Remember that Sweden is more sensitive to changes in interest rates than most economies on account of its larger share of variable rate mortgage lending. Demand was crippled more acutely when rates went up. But the flip side is that the aggressive series of rate cuts is bearing fruit more quickly.

Sweden's consumers are more confident than other Europeans

 - Source: ING, Macrobond
Source: ING, Macrobond

The Riksbank’s central call is that the economy is set for a decent rebound this year. And the latest GDP data generally shows that this has begun more quickly than expected. Consumer confidence is up, much more so than in the rest of Europe. Retail sales are growing, albeit not explosively. Housing market transactions have rebounded and prices are rising again. Vacancies, having fallen right back to pre-Covid levels, have started rising once more.

Admittedly, that latter point is hard to square against the surprise surge in the unemployment rate during January. It hit 9.7%, more than a percentage point above the prior reading and much higher than the 8-8.5% readings recorded through much of 2024. We’re sceptical that this spike will last, and January’s rise said as much about higher labour supply as it did about falling employment.

-.-.-

• Your tasks:
- A) According to the note on Sweden's economy, what rate did Swedish unemployment reach in January?
- B) Pick up the note on Sweden's economy from its last sentence and write what follows.

• Data extract:
-.-.-

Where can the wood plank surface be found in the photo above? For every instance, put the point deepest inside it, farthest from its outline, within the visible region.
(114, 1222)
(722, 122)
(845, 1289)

-.-.-

• Per-task answers:
- A) It reached 9.7%.

- B)
Vacancies and unemployment have both ticked up

 - Source: ING, Macrobond
Source: ING, Macrobond

That unexpected spike in unemployment is set against an equally surprising pick-up in core inflation. CPIF excluding energy hit 3% last month, more than half a percentage point above the Riksbank’s most recent forecasts. Again though, there are mitigating factors.

Higher food prices explain some of the move. Services inflation – arguably a more relevant benchmark for monetary policy – fell. The stronger krona will act as a downward force on inflation too. And the bigger picture story is that inflation expectations are much more contained than they were a couple of years ago, which should translate into more muted wage settlements.

There are still plenty of unknowns, not least US President Donald Trump’s tariff strategy, which we expect to heat up in April. And the extent to which higher fiscal spending across Europe will feed through to higher growth this year. That aside, we think the Riksbank will be content with keeping rates where they are for the foreseeable future, particularly given our call for the European Central Bank to cut just once more this year.

FX: Krona remains expensive

Our model returns a short-term fair value for EUR/SEK around 11.25-11.30. This means that despite the correction from the recent highs, the krona continues to price in a good deal of positives.

Our baseline for the second quarter is that negative tariff news will take over fiscal enthusiasm as the main driver for European currencies. Since EUR/SEK has an inverse correlation with European risk sentiment, we forecast a return to the 11.20 area in the second quarter. Also supporting the pair could be a hawkish repricing in ECB rate expectations, as markets are still pricing in two cuts and we expect only one.

Markets are not pricing in any additional easing by the Riksbank, so should policymakers signal they are keeping the door open for easing if needed, SEK may accelerate its correction after the rate announcement.